**PROBLEM SET:**
- a) What do these questions about the article below on musicians and a no-deal Brexit have as answers?
(i) What is the UK's music industry worth to the UK economy, according to the ISM?
(ii) Up to how much per year in additional costs will musicians who carry an instrument to the EU27 incur in a no-deal Brexit?
(iii) Roughly what does a carnet cost?
- b) Could you carry on the article about musicians and a no-deal Brexit from its final sentence?

Incorporated Society of Musicians says Government must cover the additional costs that musicians will incur in the event of a no-deal Brexit

The ISM has called on the Government to cover any additional costs that musicians will incur when travelling to the EU27/EEA for work in the event of a no-deal Brexit.

The ISM says that a no-deal Brexit will cause “major disruption to the UK’s music industry which is worth £4.5 billion to the UK economy”. It says that the lack of transitional arrangements in a no-deal scenario will “result in chaos for many of those who have to travel to the EU for work – and freelance, touring musicians, often on low earnings will be amongst the hardest hit”.

The ISM has calculated that musicians who travel to the EU27 and carry an instrument will incur additional costs of up to £1,000 per year in a no-deal Brexit.

Musicians will be required to purchase carnets, which are temporary international customs documents that allow instruments and sound equipment to move temporarily outside the UK, which cost in the region of £500-700, depending on the value of the goods. It is currently possible to take instruments to countries in the EU for free.

**DATA SUPPLIED:**
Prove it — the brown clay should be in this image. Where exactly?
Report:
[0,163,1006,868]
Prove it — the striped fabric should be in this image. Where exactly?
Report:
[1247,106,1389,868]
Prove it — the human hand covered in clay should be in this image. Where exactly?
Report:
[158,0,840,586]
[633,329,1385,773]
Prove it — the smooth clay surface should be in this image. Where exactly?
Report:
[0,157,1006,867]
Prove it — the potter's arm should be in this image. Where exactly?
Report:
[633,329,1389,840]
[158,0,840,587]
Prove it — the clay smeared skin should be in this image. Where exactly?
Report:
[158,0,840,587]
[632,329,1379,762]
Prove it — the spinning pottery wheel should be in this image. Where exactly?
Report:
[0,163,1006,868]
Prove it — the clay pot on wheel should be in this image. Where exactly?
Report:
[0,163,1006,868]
* * *
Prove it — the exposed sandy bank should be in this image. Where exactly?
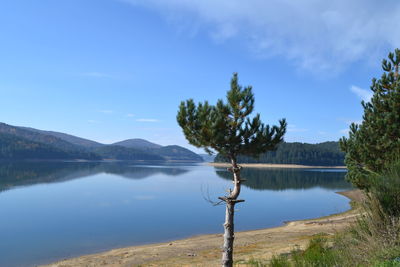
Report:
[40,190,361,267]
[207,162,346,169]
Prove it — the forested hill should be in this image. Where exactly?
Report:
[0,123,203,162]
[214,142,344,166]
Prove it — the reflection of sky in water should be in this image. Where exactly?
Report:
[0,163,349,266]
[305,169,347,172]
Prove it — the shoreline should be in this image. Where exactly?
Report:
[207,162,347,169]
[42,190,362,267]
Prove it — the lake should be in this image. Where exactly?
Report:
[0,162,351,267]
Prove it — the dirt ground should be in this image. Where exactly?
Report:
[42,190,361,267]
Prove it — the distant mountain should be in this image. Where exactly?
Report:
--
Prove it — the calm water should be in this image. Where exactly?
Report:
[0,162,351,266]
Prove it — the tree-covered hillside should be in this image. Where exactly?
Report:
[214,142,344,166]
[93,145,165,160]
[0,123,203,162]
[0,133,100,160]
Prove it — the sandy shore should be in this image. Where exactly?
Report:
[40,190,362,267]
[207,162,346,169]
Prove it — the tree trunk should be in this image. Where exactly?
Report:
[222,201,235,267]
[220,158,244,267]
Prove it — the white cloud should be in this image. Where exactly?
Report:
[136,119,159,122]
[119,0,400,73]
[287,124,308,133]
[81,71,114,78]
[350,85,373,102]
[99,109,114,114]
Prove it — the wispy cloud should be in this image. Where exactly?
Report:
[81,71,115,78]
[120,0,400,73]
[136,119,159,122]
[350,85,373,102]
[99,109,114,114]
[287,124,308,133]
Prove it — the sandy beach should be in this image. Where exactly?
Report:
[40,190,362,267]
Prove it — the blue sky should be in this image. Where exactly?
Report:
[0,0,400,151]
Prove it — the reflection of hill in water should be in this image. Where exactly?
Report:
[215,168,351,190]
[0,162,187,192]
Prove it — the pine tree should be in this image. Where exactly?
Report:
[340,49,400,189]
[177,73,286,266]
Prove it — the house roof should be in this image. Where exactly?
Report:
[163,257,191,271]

**PER-TASK ANSWERS:**
- a)
(i) £4.5 billion
(ii) Up to £1,000 per year
(iii) In the region of £500-700, depending on the value of the goods

- b)
Musicians will also face numerous additional costs including:

  • private medical insurance, which would become essential in a no-deal Brexit as EHIC provision would cease;
  • Musical Instrument Certificates, which are required for instruments containing endangered species according to CITES (including ivory, rosewood, tortoiseshell), are currently free, but are set to have a charge in 2020 (amount unknown). Examples: some violin bows contain ivory and some guitars contain rosewood;
  • musicians who drive to the continent will need to purchase an International Driving Permit costing £5.50;
  • if A1 forms become obsolete on 1 November, musicians must also ensure that they are not liable for double deductions of social security payments in other EU countries by contacting the relevant EU social security institution to check; and
  • if visas are introduced to work in the EU27/EEA, this is likely to cause “considerable financial and administrative burden to musicians”.